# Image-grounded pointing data
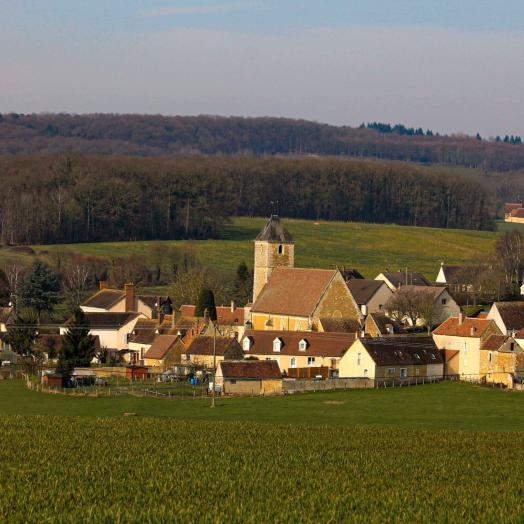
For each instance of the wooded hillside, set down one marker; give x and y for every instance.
(155, 135)
(56, 199)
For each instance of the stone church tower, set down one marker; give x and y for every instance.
(274, 247)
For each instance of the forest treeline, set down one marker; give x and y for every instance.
(78, 198)
(155, 135)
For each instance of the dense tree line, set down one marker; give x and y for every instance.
(80, 199)
(154, 135)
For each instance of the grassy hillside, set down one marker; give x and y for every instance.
(369, 247)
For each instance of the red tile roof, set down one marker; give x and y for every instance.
(470, 327)
(250, 369)
(319, 344)
(293, 291)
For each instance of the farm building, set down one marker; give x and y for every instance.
(298, 349)
(249, 377)
(393, 358)
(460, 338)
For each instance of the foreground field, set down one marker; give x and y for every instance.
(448, 405)
(152, 470)
(369, 247)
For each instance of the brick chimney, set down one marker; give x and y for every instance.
(130, 297)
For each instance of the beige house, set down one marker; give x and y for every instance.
(370, 295)
(509, 316)
(114, 330)
(118, 301)
(393, 358)
(297, 349)
(249, 377)
(461, 339)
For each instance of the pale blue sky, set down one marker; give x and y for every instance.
(449, 65)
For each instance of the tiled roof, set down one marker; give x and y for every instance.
(250, 369)
(105, 298)
(363, 290)
(512, 314)
(293, 291)
(382, 321)
(161, 345)
(400, 278)
(340, 325)
(318, 344)
(274, 231)
(470, 327)
(402, 351)
(108, 319)
(204, 346)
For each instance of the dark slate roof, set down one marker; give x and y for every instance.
(382, 321)
(274, 231)
(250, 369)
(363, 290)
(398, 278)
(512, 314)
(393, 351)
(105, 298)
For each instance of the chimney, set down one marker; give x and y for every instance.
(130, 297)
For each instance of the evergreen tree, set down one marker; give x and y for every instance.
(206, 302)
(40, 289)
(78, 346)
(243, 285)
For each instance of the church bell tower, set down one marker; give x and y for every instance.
(274, 247)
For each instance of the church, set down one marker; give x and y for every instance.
(286, 298)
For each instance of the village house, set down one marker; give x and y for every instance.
(509, 316)
(392, 359)
(370, 295)
(501, 360)
(249, 377)
(395, 279)
(381, 325)
(200, 350)
(460, 338)
(118, 301)
(297, 349)
(114, 330)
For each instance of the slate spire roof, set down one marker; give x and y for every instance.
(274, 231)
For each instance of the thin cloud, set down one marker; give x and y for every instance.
(197, 10)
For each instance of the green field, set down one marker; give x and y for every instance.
(371, 248)
(412, 454)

# AIM OF THE TASK
The entries above need to be transcribed word for word, and the pictures stay out.

# RESPONSE TO THIS TASK
For each instance of the wooded hillside, set down one marker; give x and y for every instance.
(155, 135)
(56, 199)
For each instance of the stone church tower, set down one marker; give x and y for every instance.
(274, 247)
For each instance of the forest treeline, set down one marker; give x and y for every instance.
(78, 198)
(155, 135)
For each instance of the dense tree line, set down one marker; give x and y for every instance.
(80, 199)
(154, 135)
For each instance of the grassy hillside, set down one marker; give x and y for every instance.
(369, 247)
For each instance of the red tile roof, set down one marker; give x and y for every instance.
(470, 327)
(250, 369)
(319, 344)
(293, 291)
For each instance of the farm building, set down one marker; give x and y for every instance.
(298, 349)
(249, 377)
(393, 358)
(460, 338)
For each instance of the foreground field, set down one marker; give x and y for every instance.
(448, 405)
(152, 470)
(369, 247)
For each instance of the brick chimney, set down one marker; give x and y for every instance.
(130, 297)
For each instance of the beige house, set down one marker; give x and y for every instance.
(370, 295)
(509, 316)
(114, 330)
(118, 301)
(393, 358)
(297, 349)
(249, 377)
(461, 339)
For each instance of the pale blue sky, set down one marker; give x and y for every instance.
(449, 65)
For each instance of the tiled roof, set down one marker; give x and y for every instance.
(250, 369)
(105, 298)
(363, 290)
(512, 314)
(293, 291)
(382, 321)
(161, 345)
(400, 278)
(340, 325)
(318, 344)
(274, 231)
(470, 327)
(402, 351)
(108, 319)
(204, 346)
For each instance of the dark slate roof, set down one marker; give x and y for every instance.
(382, 321)
(274, 231)
(250, 369)
(363, 290)
(398, 278)
(512, 314)
(393, 351)
(105, 298)
For each instance of the chimney, set down one marker; give x and y for every instance.
(130, 297)
For each instance of the evergreen tree, set down one marker; give x and y for every instance.
(206, 302)
(40, 289)
(78, 346)
(243, 285)
For each instance of the church bell tower, set down one marker; give x and y for every instance.
(274, 247)
For each instance of the church, set down one marker; give x and y for every instance.
(286, 298)
For each instance of the village house, set down one marker; give x and y for every instance.
(509, 316)
(392, 359)
(370, 295)
(501, 360)
(249, 377)
(395, 279)
(381, 325)
(200, 350)
(460, 338)
(118, 301)
(297, 349)
(114, 330)
For each instance of the slate spire roof, set down one marker; give x and y for every instance.
(274, 231)
For each instance of the thin cloud, set down one marker; give x and y for every instance.
(197, 10)
For each instance of the green field, set down one marker; give x and y for every instance.
(371, 248)
(412, 454)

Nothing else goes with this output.